* Data for this exercise
- Opening Delimiter -

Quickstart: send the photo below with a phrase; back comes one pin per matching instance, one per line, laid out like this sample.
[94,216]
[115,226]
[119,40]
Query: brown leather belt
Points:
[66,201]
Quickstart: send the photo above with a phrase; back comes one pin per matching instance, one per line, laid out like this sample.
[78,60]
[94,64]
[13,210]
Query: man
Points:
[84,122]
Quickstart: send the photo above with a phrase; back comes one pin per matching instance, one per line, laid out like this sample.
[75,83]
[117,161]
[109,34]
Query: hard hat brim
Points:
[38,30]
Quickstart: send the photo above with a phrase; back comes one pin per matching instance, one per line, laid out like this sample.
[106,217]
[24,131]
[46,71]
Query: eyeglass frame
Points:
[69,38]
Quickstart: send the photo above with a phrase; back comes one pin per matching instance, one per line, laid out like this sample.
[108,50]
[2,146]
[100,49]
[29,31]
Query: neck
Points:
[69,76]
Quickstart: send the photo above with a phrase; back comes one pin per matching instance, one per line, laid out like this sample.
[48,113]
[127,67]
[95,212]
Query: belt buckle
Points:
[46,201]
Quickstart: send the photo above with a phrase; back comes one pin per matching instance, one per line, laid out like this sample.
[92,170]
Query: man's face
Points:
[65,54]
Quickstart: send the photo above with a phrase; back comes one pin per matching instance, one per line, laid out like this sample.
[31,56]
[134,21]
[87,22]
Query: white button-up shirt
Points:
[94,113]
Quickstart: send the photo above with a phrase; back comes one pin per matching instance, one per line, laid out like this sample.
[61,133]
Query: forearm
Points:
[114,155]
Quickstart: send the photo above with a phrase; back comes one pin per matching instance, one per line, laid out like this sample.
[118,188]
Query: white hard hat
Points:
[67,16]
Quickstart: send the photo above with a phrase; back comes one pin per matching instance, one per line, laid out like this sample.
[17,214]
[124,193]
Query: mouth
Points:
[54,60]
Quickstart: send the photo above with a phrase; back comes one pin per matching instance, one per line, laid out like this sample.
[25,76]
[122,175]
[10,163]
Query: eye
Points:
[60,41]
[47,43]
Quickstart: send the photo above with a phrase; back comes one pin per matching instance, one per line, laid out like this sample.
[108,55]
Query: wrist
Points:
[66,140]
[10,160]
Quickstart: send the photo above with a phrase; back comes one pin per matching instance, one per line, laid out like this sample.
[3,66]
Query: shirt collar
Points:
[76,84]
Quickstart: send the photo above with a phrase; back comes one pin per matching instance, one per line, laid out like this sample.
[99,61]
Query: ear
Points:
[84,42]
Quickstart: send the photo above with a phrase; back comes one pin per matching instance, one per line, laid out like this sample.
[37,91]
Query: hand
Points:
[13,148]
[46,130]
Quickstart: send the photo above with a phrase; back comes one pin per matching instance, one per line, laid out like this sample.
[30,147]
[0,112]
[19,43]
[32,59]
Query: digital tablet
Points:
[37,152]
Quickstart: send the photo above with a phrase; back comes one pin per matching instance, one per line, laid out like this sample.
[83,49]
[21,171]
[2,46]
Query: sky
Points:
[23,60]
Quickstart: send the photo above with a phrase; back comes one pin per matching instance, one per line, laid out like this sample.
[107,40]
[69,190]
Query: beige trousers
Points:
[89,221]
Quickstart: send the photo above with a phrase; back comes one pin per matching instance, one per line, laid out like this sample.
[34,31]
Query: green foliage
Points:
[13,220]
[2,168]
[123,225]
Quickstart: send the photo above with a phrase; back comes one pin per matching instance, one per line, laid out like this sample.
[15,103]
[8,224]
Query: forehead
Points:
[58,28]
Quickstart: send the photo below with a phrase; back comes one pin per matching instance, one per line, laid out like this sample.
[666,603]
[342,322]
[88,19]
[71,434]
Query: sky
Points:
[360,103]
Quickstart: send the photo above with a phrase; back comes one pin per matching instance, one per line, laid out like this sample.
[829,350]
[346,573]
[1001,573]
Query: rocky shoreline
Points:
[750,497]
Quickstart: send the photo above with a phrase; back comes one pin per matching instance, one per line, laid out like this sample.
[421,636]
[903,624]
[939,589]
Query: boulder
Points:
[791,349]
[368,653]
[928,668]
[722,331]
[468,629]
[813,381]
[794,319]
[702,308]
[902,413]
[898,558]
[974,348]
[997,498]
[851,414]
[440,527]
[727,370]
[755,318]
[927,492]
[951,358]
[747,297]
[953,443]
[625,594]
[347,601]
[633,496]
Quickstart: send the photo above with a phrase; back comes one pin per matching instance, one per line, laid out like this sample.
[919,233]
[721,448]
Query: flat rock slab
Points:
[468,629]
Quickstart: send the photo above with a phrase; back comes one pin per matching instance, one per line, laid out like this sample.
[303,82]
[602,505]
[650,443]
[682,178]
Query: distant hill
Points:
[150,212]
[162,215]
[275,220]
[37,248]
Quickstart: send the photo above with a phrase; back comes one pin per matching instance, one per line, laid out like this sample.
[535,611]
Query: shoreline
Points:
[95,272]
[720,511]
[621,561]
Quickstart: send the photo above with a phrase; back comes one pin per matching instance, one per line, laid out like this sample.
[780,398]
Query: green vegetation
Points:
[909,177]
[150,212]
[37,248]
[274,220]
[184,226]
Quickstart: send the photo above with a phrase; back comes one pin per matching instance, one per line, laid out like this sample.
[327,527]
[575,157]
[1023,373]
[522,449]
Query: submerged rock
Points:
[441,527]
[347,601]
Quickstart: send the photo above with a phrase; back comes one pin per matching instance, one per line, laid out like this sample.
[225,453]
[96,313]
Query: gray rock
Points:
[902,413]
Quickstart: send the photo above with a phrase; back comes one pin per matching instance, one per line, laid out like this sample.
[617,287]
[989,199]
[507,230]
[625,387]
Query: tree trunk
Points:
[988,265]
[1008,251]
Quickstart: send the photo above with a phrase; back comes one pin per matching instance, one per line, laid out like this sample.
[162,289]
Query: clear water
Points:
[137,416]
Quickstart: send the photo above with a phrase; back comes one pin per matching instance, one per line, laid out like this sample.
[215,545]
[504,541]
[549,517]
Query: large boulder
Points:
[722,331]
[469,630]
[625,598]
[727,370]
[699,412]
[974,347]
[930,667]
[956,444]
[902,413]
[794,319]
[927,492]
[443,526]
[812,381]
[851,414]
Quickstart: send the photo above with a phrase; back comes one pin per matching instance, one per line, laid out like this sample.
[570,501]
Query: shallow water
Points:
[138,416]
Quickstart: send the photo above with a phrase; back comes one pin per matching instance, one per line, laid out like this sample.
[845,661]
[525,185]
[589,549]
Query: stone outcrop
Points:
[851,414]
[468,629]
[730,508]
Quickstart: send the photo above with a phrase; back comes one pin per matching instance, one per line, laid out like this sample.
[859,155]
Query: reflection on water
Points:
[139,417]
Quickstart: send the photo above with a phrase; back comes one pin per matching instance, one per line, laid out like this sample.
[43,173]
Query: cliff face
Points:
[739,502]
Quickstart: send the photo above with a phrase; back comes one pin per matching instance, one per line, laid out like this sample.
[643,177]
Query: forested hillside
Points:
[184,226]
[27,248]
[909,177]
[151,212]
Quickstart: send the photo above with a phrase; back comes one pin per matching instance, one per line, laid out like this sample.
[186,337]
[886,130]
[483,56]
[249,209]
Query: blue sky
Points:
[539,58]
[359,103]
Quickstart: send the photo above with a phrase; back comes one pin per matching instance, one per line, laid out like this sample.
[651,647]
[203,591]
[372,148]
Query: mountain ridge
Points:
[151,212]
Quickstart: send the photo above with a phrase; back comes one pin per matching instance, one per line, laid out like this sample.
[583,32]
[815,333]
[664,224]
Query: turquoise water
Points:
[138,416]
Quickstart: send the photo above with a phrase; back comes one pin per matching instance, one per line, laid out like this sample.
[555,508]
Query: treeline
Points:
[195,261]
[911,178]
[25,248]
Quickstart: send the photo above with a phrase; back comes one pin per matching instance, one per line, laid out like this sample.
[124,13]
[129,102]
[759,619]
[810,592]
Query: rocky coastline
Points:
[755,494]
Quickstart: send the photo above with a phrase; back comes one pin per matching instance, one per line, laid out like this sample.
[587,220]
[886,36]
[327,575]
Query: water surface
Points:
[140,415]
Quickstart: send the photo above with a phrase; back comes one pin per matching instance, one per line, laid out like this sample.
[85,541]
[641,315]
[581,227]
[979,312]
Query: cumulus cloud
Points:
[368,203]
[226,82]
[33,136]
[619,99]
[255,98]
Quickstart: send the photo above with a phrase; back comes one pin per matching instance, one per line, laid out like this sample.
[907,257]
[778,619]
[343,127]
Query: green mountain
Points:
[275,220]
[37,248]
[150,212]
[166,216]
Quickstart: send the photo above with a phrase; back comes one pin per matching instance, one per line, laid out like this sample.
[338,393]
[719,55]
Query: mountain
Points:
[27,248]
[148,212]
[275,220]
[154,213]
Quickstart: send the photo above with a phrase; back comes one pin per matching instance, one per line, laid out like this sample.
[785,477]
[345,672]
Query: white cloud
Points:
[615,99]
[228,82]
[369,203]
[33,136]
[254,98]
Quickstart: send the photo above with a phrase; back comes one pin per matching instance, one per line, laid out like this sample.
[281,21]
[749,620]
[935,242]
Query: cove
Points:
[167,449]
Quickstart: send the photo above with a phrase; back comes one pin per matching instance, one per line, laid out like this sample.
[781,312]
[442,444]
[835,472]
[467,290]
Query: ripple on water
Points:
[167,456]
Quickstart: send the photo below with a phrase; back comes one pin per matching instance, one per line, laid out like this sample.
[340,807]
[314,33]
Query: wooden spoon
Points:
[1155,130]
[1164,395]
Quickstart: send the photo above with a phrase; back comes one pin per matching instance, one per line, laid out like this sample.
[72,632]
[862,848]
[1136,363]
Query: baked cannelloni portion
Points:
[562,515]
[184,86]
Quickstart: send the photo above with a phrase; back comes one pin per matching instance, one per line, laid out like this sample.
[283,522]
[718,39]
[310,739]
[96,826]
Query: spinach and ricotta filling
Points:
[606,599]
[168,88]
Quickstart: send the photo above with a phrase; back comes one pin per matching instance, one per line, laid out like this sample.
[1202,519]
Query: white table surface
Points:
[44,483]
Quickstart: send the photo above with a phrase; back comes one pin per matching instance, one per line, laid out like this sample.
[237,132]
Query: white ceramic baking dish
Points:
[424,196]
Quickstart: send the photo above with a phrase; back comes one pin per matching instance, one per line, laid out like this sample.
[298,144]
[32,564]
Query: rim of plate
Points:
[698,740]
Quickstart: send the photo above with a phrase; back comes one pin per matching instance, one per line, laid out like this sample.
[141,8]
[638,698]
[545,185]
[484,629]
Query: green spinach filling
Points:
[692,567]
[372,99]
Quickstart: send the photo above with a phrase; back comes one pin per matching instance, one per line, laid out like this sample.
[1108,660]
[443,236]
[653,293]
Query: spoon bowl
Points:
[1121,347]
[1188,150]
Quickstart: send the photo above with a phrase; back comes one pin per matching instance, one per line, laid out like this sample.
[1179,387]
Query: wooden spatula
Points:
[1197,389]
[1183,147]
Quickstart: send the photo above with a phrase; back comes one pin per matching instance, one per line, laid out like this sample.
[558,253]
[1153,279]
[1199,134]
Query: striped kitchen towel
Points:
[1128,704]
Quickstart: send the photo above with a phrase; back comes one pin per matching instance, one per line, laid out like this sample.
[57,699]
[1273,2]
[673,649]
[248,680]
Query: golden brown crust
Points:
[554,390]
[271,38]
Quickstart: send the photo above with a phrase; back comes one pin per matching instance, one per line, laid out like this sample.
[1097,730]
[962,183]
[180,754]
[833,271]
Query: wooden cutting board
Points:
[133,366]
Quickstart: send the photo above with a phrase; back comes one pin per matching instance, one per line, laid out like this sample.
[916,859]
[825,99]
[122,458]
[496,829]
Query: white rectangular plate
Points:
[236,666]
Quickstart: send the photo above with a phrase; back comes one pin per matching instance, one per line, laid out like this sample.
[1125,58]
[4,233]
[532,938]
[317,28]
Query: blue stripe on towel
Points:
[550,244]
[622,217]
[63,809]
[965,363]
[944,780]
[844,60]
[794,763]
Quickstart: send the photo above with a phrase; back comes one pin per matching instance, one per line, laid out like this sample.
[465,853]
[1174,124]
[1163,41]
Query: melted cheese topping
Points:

- Closing Delimiter -

* Goal of the exercise
In the records above, find each line with the word "rocky" and copy it out.

* Exercise result
Query: rocky shoreline
Query: rocky coastline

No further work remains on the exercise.